*Task brief:*
Can you repeat the stretch from the line containing "Where can the dark" through the line containing "x=174, y=658" with "dark trousers" changed to "black trousers" and nothing else altered?

··· Dataset entries ···

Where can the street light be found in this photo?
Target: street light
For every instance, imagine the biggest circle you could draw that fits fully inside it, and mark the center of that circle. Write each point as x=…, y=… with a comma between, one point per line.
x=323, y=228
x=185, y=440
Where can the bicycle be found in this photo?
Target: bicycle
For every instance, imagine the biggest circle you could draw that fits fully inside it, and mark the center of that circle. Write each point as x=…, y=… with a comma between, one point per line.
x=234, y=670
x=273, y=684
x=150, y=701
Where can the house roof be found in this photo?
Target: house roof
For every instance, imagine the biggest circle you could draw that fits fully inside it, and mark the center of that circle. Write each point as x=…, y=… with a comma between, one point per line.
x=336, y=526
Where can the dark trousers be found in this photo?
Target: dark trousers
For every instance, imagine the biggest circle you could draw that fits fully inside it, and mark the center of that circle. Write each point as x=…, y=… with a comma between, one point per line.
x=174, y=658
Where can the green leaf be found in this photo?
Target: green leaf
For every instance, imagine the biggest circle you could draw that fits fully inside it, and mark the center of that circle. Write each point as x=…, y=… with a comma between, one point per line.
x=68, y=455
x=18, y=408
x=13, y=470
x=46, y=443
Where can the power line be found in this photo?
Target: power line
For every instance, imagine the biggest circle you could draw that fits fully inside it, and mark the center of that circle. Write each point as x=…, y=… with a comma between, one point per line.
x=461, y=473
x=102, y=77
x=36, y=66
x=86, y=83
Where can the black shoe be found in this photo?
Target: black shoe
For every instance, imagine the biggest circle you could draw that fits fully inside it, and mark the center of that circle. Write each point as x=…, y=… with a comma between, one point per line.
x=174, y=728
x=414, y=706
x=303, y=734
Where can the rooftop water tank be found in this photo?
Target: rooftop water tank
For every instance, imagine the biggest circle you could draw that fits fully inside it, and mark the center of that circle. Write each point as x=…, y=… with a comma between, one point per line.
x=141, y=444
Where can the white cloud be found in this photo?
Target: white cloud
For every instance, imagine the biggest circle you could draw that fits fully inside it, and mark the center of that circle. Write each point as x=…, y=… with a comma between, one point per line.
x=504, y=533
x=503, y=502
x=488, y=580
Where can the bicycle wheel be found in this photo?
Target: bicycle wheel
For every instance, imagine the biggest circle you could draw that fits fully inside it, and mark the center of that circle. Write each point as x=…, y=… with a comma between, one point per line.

···

*Answer for the task:*
Where can the black trousers be found in this photo?
Target: black trousers
For every instance, imagine the biggest circle you could draw that fits fully inside it, and mark the center of that circle. Write each point as x=…, y=… with a comma between, one point per line.
x=174, y=658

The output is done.